EXERCISE REQUIREMENTS >> For each line in the data below that has the word "ceiling", copy that line.

Region pointing data >>
------------------------------

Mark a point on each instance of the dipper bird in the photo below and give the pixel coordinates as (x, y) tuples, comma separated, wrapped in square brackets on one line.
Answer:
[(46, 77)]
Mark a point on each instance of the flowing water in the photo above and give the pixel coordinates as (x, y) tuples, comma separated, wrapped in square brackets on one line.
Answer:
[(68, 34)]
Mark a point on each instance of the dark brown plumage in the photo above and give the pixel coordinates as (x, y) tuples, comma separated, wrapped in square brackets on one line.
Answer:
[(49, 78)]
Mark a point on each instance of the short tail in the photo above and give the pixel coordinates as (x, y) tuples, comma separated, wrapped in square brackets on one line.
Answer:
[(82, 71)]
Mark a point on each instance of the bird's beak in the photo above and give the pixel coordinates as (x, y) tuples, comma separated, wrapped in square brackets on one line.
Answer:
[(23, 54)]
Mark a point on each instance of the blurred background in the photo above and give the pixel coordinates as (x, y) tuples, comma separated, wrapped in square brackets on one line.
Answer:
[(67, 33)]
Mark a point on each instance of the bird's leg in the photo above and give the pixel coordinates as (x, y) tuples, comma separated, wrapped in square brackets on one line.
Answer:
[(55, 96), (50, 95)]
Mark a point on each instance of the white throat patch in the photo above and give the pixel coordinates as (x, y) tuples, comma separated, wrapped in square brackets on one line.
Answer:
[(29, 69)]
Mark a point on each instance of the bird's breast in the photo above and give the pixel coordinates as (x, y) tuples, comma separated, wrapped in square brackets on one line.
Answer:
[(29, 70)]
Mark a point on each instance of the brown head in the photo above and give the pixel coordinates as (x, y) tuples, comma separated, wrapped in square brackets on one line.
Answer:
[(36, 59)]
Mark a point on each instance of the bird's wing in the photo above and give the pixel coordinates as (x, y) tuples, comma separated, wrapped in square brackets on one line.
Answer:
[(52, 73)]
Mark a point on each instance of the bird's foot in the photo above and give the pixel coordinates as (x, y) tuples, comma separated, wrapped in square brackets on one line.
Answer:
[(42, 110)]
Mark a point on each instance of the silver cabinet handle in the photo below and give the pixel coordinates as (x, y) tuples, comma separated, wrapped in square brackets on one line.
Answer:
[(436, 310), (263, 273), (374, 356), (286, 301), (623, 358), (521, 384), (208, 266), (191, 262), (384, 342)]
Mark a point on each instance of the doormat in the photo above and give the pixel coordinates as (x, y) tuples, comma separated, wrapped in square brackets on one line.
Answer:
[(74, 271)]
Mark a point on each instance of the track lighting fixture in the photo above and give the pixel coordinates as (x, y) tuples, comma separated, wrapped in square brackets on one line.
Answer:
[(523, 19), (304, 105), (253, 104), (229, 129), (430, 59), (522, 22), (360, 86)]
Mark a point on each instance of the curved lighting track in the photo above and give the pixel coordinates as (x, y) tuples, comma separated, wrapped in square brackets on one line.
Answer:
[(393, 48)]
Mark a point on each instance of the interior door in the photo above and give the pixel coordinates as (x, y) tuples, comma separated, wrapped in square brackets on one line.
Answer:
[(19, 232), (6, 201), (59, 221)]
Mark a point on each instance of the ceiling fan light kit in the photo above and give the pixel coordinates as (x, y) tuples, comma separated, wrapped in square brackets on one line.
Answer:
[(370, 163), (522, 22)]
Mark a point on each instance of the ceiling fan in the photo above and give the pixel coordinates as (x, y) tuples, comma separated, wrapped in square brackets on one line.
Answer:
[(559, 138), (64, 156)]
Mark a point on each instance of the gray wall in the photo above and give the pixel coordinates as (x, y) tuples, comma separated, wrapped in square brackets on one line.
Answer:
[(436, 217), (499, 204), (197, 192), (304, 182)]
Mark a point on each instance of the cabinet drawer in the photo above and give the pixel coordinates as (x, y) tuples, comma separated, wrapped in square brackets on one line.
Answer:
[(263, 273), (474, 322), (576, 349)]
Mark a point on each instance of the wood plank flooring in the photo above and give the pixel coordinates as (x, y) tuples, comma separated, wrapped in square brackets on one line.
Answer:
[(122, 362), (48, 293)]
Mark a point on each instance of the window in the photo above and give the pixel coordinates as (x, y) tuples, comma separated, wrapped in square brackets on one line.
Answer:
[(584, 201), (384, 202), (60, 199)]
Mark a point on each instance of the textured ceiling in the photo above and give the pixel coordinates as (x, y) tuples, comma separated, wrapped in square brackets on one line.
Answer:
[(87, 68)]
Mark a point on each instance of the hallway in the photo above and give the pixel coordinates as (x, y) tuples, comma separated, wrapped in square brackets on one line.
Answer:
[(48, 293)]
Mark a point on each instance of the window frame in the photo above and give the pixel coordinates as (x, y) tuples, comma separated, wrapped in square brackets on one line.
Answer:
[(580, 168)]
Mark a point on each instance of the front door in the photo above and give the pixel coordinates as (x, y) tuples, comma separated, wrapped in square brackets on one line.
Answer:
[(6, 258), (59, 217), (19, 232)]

------------------------------

REPLY TO THE TASK >>
Mark a point on each instance of the ceiling fan light kit in the photo above and give the pixel coordinates as (x, y) tuples, comma separated, wrapped in square brackets on one line.
Mark a point on each instance of the ceiling fan in the photo above and give the pixel coordinates as (x, y) tuples, comma separated, wrapped in square brackets on one line.
Mark a point on each instance of the textured ceiling in the photo above and give the pixel coordinates as (x, y) tuples, comma separated, wrapped in square brackets on one line.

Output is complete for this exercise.